Start of SUPPLIED RECORDS
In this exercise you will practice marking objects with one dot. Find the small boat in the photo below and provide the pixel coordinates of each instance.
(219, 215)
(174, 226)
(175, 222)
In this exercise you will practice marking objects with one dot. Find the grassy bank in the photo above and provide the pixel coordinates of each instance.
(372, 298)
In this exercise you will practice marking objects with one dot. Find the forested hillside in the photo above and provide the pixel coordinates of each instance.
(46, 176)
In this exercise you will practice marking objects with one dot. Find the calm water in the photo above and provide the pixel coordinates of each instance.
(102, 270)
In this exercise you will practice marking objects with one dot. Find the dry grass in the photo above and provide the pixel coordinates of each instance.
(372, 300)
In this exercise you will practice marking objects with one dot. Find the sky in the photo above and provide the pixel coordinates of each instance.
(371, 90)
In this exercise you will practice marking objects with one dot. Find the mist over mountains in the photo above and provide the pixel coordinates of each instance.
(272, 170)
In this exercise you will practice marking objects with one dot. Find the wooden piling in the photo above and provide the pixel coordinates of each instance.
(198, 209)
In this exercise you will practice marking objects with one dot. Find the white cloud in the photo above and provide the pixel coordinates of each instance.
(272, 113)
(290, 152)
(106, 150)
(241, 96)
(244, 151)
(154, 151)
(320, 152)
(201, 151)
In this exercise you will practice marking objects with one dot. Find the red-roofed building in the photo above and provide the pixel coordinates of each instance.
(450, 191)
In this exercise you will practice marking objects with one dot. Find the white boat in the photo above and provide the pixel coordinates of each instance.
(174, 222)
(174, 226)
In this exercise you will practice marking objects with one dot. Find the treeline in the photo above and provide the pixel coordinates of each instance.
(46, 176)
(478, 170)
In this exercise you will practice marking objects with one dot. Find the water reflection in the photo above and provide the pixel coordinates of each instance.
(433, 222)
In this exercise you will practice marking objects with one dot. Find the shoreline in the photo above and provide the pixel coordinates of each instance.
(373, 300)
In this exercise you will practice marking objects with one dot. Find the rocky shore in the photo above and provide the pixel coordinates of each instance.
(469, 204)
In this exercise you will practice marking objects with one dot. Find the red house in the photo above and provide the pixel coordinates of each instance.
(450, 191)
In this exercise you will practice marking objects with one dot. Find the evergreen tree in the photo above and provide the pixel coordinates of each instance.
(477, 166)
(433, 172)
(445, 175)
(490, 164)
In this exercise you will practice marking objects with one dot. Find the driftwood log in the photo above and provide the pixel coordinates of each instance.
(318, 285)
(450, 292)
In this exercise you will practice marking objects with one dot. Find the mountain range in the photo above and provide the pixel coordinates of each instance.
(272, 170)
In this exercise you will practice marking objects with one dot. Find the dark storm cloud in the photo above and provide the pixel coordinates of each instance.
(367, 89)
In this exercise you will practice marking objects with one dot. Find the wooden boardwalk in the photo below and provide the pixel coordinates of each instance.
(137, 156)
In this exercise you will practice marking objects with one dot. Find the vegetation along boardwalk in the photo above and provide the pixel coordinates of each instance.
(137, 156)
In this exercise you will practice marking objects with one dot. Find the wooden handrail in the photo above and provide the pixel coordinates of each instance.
End of SUPPLIED RECORDS
**AIM OF THE EXERCISE**
From the line containing "Find the rocky" through the end of the material, print each line exactly as it appears.

**WRITTEN SOLUTION**
In this exercise you will practice marking objects with one dot. Find the rocky shore in the photo above and provide the pixel coordinates of each instance.
(469, 204)
In this exercise you will practice marking objects with one dot. Find the red house in the photo above and provide the pixel coordinates of each instance.
(450, 191)
In this exercise you will practice marking objects with one dot. Find the evergreen tree in the photo above and provide the pixel coordinates of each instance.
(477, 166)
(433, 172)
(445, 175)
(490, 164)
In this exercise you will practice marking objects with one dot. Find the driftwood log in the photo above and provide the pixel coordinates of each instance.
(318, 285)
(450, 292)
In this exercise you will practice marking objects with one dot. Find the mountain range in the photo above and provide the pixel coordinates of each instance.
(272, 170)
In this exercise you will practice marking objects with one dot. Find the dark storm cloud in the photo above and provide the pixel coordinates of each instance.
(367, 89)
In this exercise you will practice marking objects with one dot. Find the wooden boardwalk in the photo below and provide the pixel coordinates of each instance.
(137, 156)
In this exercise you will practice marking objects with one dot. Find the vegetation along boardwalk in the photo above and provide the pixel coordinates of each instance.
(137, 156)
In this exercise you will practice marking objects with one dot. Find the wooden handrail in the photo above and provide the pixel coordinates of each instance.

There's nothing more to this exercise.